[START]

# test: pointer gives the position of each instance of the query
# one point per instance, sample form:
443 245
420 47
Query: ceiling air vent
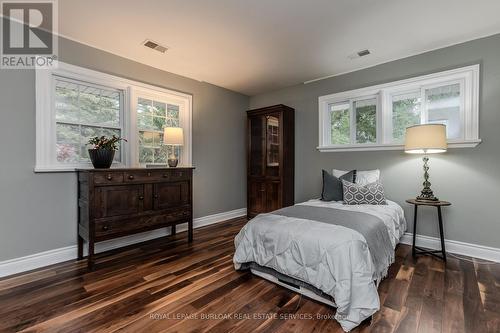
359 54
155 46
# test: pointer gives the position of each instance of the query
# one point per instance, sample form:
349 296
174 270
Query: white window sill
390 146
70 168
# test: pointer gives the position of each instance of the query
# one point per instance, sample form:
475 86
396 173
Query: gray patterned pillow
370 194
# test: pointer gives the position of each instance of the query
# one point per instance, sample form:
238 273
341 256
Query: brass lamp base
172 162
426 194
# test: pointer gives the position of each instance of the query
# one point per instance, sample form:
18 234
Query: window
83 111
152 117
75 104
376 118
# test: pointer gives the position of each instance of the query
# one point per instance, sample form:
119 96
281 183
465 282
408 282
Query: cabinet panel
171 194
256 197
273 198
118 200
107 228
256 127
271 158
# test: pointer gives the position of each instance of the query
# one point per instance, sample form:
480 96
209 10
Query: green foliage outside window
366 124
405 113
340 127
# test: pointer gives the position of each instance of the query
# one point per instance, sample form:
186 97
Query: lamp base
425 198
172 162
426 194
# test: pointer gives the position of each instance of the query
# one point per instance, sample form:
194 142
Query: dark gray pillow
370 194
332 186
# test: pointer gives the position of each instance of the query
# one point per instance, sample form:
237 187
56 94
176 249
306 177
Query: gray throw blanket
371 227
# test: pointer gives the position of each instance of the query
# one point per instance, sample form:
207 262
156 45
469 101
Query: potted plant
103 150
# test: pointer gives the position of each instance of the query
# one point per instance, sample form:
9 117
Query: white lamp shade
426 139
173 136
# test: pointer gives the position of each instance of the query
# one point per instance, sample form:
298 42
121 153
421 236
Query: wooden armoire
271 149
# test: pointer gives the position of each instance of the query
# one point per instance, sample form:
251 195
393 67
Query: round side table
438 204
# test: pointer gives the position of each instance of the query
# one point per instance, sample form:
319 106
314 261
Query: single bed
331 252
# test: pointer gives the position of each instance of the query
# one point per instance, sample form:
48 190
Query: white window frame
45 115
468 77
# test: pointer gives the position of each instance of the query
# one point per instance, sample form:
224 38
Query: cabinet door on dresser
171 194
257 197
118 200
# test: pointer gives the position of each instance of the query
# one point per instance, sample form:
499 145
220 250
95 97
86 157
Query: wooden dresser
271 154
114 203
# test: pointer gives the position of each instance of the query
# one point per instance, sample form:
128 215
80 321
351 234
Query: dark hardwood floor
175 287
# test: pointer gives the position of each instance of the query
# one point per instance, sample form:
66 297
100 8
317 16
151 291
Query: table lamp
426 139
173 136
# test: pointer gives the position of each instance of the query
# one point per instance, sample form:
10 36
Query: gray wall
38 211
469 177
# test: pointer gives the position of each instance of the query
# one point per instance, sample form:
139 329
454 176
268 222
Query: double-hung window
83 110
376 118
75 104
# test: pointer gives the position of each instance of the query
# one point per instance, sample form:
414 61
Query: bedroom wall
468 177
38 210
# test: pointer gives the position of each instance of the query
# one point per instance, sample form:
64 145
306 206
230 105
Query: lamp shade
426 139
173 136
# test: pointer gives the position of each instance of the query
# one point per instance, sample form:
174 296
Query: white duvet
332 258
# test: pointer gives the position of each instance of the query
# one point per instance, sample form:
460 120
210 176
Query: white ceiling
254 46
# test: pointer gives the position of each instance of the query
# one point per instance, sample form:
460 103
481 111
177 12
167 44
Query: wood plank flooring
169 286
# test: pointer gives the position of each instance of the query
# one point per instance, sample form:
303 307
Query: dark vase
101 158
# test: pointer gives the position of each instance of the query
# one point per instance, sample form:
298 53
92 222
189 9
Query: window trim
468 75
45 114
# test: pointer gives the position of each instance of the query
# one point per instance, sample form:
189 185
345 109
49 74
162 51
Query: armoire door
257 197
171 194
273 145
118 200
273 196
256 146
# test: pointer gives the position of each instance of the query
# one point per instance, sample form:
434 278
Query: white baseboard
46 258
452 246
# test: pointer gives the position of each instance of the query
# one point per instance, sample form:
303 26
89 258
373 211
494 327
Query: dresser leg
441 233
190 230
90 258
80 247
413 252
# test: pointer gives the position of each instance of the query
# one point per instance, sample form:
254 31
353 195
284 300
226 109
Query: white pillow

[END]

Repeat the entries exactly and keep the pictures out of the copy.

# test: pointer gives the position of each instance of the query
# one point per instance, sample form:
443 245
420 47
Query: ceiling air vent
359 54
155 46
# test: pointer gives the position of each instance of the query
# one point per instance, sample form:
349 296
174 270
Query: white window sill
390 146
70 168
# test: pointer gives the position of each instance of the query
# one point per instance, sample form:
475 86
396 173
Query: gray patterned pillow
370 194
# test: pointer gives the position of each instance of the query
# one point per instance, sample form:
238 273
341 256
Query: brass lamp base
172 162
426 194
# test: pointer gives the position of each instance of the query
# one point per instance, sample form:
18 234
Query: window
83 111
152 117
75 104
376 118
# test: pointer gives the position of each instance of the query
# one point per instance, sample form:
119 96
281 183
465 282
408 282
Query: cabinet panel
171 194
256 197
273 198
118 200
107 228
256 127
271 158
# test: pointer gives the position of each instance of the query
# one point per instance, sample form:
480 96
209 10
Query: green foliage outside window
366 124
405 113
340 127
# test: pointer gives the position of each instance of the query
# one point per instance, sample form:
186 97
Query: lamp base
425 198
172 162
426 194
# test: pointer gives the position of each instance of the query
# one point per instance, sample form:
194 142
Query: dark gray pillow
370 194
332 186
# test: pointer gives the position of each instance of the query
# one point per instance, sample form:
237 187
56 94
176 249
306 177
Query: gray throw blanket
371 227
# test: pointer gives the position of each instance of the query
# one point per instance, sample form:
207 262
156 45
469 101
Query: potted plant
103 150
# test: pointer gives the position of each instance of the query
# one point per instance, sample form:
9 117
Query: white lamp shade
426 139
173 136
# test: pointer gives the position of each instance of the query
# one point per instance, sample form:
298 42
121 153
421 236
Query: wooden armoire
271 149
# test: pointer gives the position of each instance of the query
# one point per instance, sample form:
251 195
393 67
Query: round side table
438 204
# test: pointer gives the position of each instance of the query
# one point per instance, sample form:
319 106
314 261
Query: single bed
331 252
# test: pointer gives the position of each instance of the query
# one point per instance, sample form:
48 190
Query: white window frame
45 115
468 77
# test: pointer gives the position of each instance of the query
# one point per instance, sample form:
224 38
Query: cabinet door on dresser
171 194
257 197
118 200
# test: pointer gives the position of each instance of the query
# one point per instance, sample form:
499 145
220 250
95 97
86 157
Query: wooden dresser
271 154
114 203
# test: pointer gives the position of each instance of the query
# one point per instance, sample form:
128 215
80 321
351 234
Query: dark hardwood floor
175 287
# test: pointer gives the position of each instance of the query
# one point per instance, sample form:
66 297
100 8
317 16
151 291
Query: table lamp
426 139
173 136
# test: pointer gives the position of each instance of the query
# one point per instance, sample form:
10 36
Query: gray wall
38 211
469 177
# test: pointer gives the position of each instance of the query
# one point per instance, sample form:
139 329
454 176
268 222
Query: double-hung window
83 110
376 118
75 104
# test: pointer gives the position of each instance of the query
# one point per instance, sample form:
414 61
Query: bedroom wall
468 177
38 210
# test: pointer gives the position of each instance of the query
# one point per instance, sample form:
64 145
306 206
230 105
Query: lamp shade
426 139
173 136
# test: pointer gives the position of each instance of the query
# one point per instance, sample form:
174 296
Query: white duvet
332 258
# test: pointer gives the position of each instance of the query
# one point per instance, sample form:
460 120
210 176
Query: white ceiling
254 46
# test: pointer gives the position of each instance of the query
# one point per instance, sample form:
460 103
481 111
177 12
167 44
Query: wood plank flooring
169 286
# test: pointer gives the position of each instance of the query
# one point per instance, sample form:
303 307
Query: dark vase
101 158
# test: pointer gives the position of each instance of the query
# one point per instance, sample form:
298 53
92 222
189 9
Query: window trim
468 75
45 114
# test: pointer gives the position of each instance of the query
# one point per instance, sample form:
189 185
345 109
49 74
162 51
Query: armoire door
257 197
171 194
273 145
118 200
273 196
256 146
# test: pointer gives the position of each instance of the query
# one point per instance, sample form:
434 278
Query: white baseboard
46 258
452 246
# test: pointer gives the position of each instance of the query
# one point per instance, sample form:
303 26
89 258
373 211
494 327
Query: dresser leg
441 233
190 230
90 258
80 247
413 252
# test: pointer gives the position of each instance of the query
# one point per instance, sample form:
254 31
353 195
284 300
226 109
Query: white pillow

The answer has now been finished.